◆ **THE PROBLEM**
Pull out every line of the items below that contains the word "blurred", matching its case exactly.

[Region annotation entries]

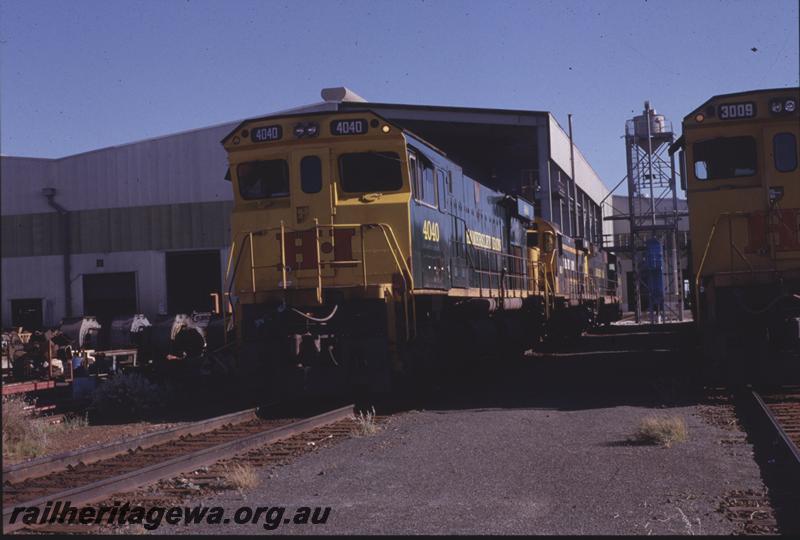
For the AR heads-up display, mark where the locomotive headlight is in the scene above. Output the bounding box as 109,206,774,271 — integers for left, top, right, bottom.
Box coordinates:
294,122,319,139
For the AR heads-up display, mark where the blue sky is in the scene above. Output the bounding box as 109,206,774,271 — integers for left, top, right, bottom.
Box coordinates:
0,0,800,190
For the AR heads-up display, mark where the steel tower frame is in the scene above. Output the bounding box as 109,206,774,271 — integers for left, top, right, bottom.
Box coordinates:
625,101,684,323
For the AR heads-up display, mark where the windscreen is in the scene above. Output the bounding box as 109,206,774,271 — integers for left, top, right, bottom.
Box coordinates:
339,152,403,193
692,137,756,180
236,159,289,201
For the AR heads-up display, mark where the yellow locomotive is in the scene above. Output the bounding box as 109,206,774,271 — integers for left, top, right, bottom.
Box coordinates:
223,112,613,393
673,88,800,377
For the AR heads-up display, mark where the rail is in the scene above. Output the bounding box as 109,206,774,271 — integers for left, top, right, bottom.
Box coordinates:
3,405,353,533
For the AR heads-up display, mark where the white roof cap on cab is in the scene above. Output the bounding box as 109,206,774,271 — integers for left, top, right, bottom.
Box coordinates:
322,86,367,103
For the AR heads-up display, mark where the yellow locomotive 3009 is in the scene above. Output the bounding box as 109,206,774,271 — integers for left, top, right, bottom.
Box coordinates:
672,88,800,381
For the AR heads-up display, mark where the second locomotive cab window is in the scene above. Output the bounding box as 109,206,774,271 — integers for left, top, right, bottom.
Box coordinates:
236,159,289,201
300,156,322,193
692,137,757,180
772,133,797,172
339,152,403,193
418,160,436,206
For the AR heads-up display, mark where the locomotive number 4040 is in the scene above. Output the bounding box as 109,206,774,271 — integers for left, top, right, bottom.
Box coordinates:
422,219,439,242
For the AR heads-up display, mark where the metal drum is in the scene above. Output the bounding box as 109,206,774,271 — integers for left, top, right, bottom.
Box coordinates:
59,316,102,349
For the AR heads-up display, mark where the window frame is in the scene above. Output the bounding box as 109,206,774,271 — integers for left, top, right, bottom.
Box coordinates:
408,152,439,210
772,131,797,173
299,154,324,195
236,158,292,202
336,150,404,197
692,135,759,182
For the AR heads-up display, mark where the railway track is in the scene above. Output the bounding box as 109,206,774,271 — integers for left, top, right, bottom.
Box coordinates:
3,405,353,532
721,387,800,534
753,387,800,469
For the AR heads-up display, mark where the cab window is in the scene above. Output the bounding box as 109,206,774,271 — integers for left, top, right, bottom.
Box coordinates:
409,154,437,210
339,152,403,193
300,156,322,193
692,137,757,180
236,159,289,201
772,133,797,172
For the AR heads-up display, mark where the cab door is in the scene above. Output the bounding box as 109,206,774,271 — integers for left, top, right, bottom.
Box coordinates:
763,122,800,259
277,148,333,280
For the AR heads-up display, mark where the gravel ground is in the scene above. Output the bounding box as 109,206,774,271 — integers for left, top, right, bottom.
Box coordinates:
156,405,763,534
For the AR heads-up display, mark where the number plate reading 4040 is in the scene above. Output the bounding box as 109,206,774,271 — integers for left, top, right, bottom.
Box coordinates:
719,102,756,120
255,126,283,142
331,120,367,135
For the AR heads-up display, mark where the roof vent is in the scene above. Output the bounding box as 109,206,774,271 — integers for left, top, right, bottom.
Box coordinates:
322,86,367,103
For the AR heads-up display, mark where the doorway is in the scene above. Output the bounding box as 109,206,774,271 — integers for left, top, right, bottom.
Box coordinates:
11,298,44,332
83,272,137,320
166,250,222,314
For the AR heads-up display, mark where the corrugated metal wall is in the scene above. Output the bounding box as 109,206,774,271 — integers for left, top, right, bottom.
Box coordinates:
2,200,233,258
0,123,236,216
0,122,237,326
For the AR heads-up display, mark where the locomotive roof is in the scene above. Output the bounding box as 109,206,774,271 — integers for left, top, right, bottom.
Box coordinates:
683,86,800,120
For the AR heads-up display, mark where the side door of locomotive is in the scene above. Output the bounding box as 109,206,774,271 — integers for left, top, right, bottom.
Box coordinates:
409,153,449,289
446,170,469,288
762,122,800,255
284,147,340,279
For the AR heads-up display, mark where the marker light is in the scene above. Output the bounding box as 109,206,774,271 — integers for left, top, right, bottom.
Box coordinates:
293,122,319,139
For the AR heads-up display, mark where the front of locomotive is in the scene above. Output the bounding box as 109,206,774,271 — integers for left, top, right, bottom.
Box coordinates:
223,112,412,395
681,88,800,380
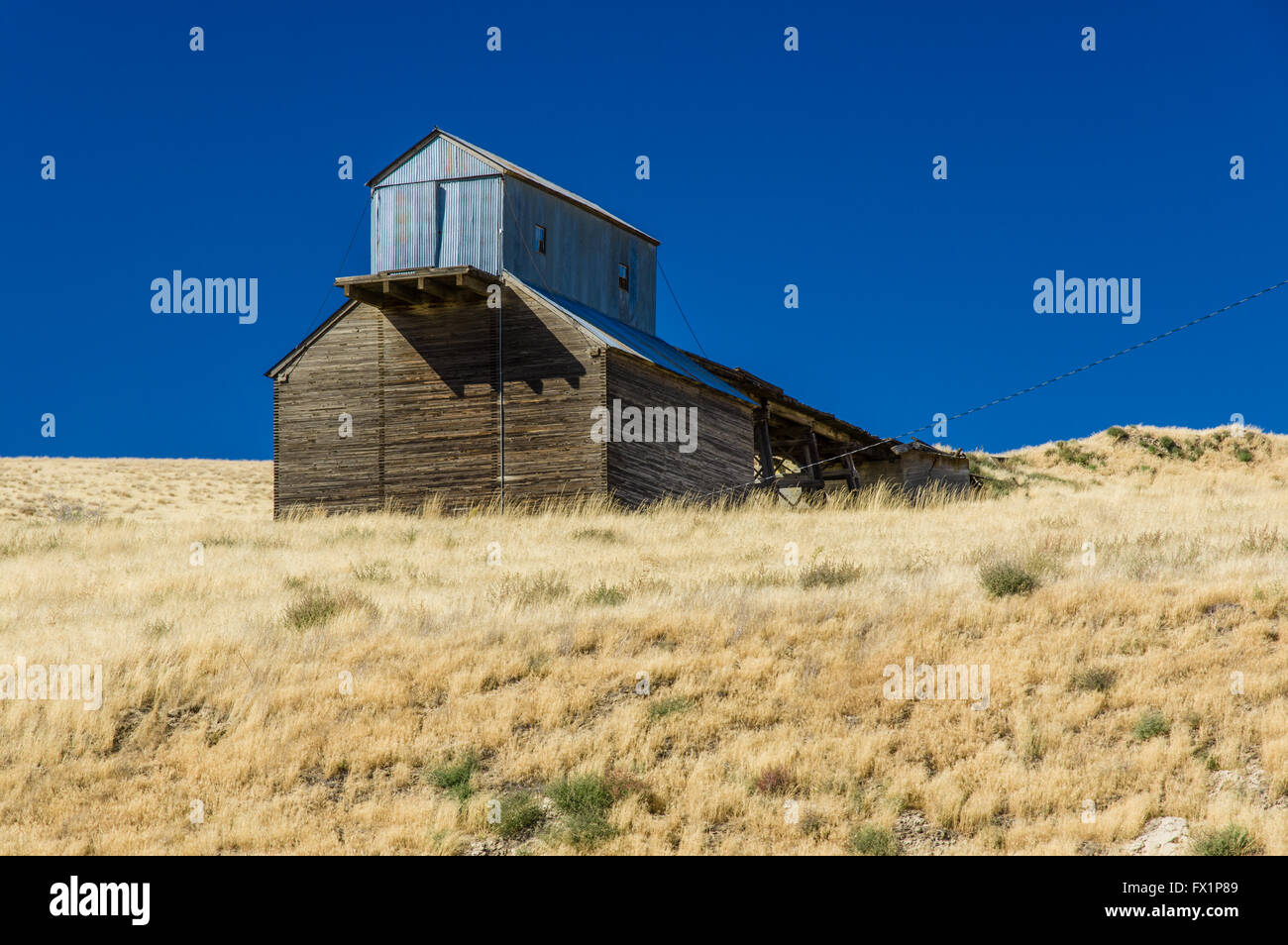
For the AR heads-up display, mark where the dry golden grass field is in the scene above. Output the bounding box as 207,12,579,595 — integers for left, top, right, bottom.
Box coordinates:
0,428,1288,855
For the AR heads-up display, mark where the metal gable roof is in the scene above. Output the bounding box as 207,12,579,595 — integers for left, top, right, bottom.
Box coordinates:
368,128,658,246
506,271,756,405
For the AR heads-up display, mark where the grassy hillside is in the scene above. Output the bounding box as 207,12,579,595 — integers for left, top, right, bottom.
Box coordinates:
0,428,1288,855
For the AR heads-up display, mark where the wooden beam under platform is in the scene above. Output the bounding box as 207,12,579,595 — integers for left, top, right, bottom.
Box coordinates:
335,265,499,308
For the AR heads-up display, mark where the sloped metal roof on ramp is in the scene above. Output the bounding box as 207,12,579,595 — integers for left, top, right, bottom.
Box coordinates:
506,273,756,405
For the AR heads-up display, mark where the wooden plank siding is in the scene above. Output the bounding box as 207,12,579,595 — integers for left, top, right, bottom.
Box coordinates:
273,305,383,515
273,288,606,515
605,349,754,506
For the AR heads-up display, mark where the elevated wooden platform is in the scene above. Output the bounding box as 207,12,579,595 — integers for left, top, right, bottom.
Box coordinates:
335,265,499,309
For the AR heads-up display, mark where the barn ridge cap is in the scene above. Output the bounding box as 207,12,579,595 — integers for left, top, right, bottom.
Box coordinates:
366,125,661,246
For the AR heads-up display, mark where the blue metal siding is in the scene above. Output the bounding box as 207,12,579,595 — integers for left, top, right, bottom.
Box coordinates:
376,138,498,186
371,177,501,274
434,177,501,275
505,177,657,334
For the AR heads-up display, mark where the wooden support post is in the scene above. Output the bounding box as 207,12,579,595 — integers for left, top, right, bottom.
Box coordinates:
841,453,859,491
805,430,825,489
754,408,774,482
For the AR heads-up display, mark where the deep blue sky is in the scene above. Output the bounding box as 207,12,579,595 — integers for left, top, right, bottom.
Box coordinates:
0,0,1288,459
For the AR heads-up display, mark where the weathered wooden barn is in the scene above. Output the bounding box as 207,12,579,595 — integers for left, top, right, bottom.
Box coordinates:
268,129,968,515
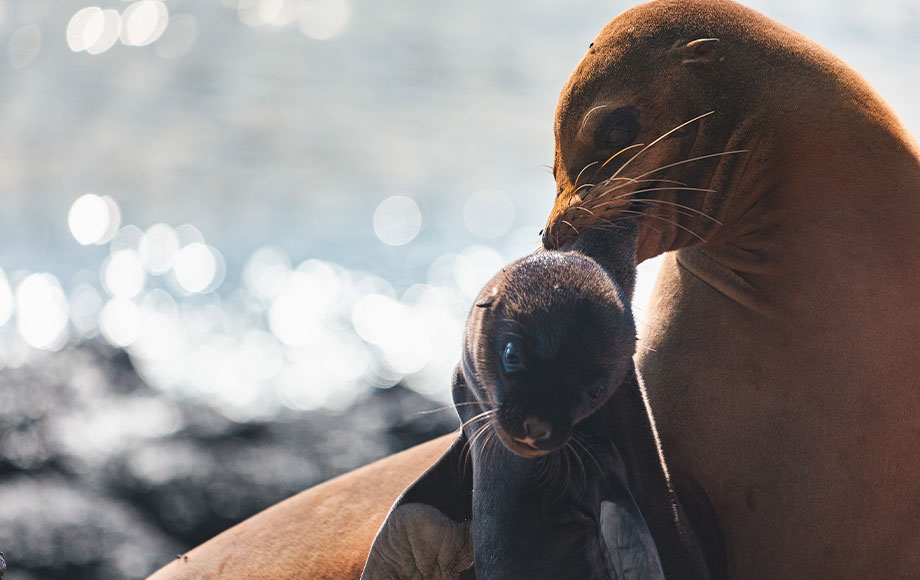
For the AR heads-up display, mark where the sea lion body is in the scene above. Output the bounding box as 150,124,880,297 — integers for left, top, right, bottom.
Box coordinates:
544,0,920,580
147,1,920,580
361,228,717,580
149,435,456,580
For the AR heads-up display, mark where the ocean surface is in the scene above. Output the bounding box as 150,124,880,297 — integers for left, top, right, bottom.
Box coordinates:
0,0,920,579
0,0,920,418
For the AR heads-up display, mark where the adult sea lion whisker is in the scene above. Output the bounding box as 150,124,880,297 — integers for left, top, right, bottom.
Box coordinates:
636,149,748,179
613,111,715,177
575,161,599,187
584,196,723,226
620,209,706,242
460,409,496,429
633,199,725,226
560,220,578,235
591,186,715,208
597,143,645,171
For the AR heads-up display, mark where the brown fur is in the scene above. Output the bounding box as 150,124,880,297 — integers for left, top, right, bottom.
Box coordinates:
152,1,920,580
149,434,457,580
544,0,920,580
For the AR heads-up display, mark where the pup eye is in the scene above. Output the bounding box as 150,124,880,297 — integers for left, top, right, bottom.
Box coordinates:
502,340,524,374
594,107,639,149
588,385,607,403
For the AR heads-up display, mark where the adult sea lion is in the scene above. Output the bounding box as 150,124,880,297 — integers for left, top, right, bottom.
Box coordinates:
544,0,920,580
147,1,920,580
361,227,713,580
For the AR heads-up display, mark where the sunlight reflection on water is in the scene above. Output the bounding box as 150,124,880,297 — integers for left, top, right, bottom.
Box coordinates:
0,192,660,420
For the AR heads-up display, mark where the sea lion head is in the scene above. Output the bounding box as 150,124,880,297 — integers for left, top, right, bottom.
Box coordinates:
543,0,812,262
461,240,636,457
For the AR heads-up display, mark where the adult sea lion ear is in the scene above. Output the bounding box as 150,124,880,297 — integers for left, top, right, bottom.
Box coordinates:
681,38,719,64
361,432,473,580
601,489,664,580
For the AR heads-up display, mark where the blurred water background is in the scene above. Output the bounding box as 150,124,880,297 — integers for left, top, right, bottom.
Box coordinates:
0,0,920,580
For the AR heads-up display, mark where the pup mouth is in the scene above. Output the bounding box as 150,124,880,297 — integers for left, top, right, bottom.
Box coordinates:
493,424,567,459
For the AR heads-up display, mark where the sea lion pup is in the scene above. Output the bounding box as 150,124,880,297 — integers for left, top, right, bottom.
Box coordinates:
361,228,712,580
544,0,920,580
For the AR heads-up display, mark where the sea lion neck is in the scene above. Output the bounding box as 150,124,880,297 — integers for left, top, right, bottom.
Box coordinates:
544,1,920,308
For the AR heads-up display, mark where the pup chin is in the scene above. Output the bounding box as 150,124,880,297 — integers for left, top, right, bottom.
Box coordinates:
494,424,568,459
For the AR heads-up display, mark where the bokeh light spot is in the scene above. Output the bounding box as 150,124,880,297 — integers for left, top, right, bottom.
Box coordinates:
16,274,68,350
86,10,121,55
67,193,121,246
374,195,422,246
66,6,105,52
173,242,223,294
137,224,179,274
121,0,169,46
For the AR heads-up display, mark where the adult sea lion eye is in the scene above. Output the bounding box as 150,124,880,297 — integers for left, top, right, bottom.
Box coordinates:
502,340,524,374
594,107,639,149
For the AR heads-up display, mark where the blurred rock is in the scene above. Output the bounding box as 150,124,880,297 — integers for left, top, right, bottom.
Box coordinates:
0,341,457,580
0,476,181,580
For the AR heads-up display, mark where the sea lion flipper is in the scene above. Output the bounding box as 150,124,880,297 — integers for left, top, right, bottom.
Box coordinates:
361,432,473,580
601,493,664,580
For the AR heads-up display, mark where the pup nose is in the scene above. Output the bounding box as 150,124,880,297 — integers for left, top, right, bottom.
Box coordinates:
524,417,552,442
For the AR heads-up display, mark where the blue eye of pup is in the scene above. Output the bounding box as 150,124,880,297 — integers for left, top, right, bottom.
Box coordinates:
502,341,524,374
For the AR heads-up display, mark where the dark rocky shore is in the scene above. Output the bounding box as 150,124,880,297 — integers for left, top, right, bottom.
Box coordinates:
0,342,457,580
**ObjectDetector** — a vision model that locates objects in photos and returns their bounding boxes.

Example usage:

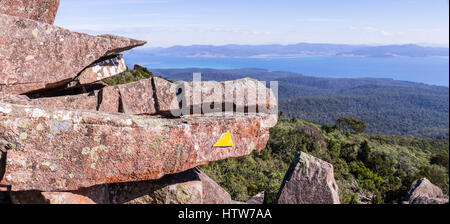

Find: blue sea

[126,54,449,86]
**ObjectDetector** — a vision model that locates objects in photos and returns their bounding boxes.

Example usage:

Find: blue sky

[55,0,449,47]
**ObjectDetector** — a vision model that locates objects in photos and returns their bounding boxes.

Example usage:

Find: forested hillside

[105,66,449,204]
[151,69,449,139]
[201,116,449,204]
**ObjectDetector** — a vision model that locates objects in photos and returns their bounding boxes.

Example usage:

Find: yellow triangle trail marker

[214,131,233,147]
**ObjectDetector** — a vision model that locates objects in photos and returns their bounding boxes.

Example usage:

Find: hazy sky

[55,0,449,47]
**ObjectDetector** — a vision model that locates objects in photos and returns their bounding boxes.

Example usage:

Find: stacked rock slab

[0,0,277,204]
[0,14,146,94]
[0,0,59,24]
[276,152,340,204]
[6,168,242,204]
[0,102,276,191]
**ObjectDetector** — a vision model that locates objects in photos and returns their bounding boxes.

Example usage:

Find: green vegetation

[201,115,449,203]
[152,68,449,139]
[103,65,153,86]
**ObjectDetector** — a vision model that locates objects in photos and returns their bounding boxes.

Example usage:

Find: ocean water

[126,54,449,86]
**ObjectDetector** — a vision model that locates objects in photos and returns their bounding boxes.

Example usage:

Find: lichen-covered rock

[276,152,340,204]
[7,168,240,204]
[195,169,235,204]
[246,191,264,205]
[76,54,127,85]
[10,185,110,204]
[0,0,59,24]
[115,79,156,115]
[109,169,203,204]
[178,78,277,114]
[0,102,277,191]
[0,14,146,94]
[405,178,448,204]
[152,77,180,115]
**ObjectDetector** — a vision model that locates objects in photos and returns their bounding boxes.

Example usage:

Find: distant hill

[151,68,449,138]
[133,43,449,57]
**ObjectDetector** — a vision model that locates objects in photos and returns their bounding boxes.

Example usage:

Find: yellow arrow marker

[214,131,234,147]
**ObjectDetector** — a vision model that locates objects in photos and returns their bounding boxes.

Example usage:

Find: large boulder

[0,0,59,24]
[0,102,277,191]
[276,152,340,204]
[109,169,203,204]
[0,14,146,94]
[245,191,264,205]
[405,178,448,204]
[195,169,236,204]
[7,168,239,204]
[0,77,276,116]
[177,78,277,114]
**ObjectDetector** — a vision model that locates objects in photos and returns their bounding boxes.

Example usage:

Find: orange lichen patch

[0,102,273,191]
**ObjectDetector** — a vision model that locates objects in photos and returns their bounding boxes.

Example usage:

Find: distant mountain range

[133,43,449,57]
[150,68,449,139]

◆ **RESPONSE**
For the AR heads-up display, mark where the blurred water background is in the scene above. Output the bounding box as 150,124,880,297 — integers for left, top, right, bottom.
For the AR heads-up display, mark where the blurred rock is in the scene above. Output the bounding box as 150,124,880,297 — integers for left, top, right, bottom.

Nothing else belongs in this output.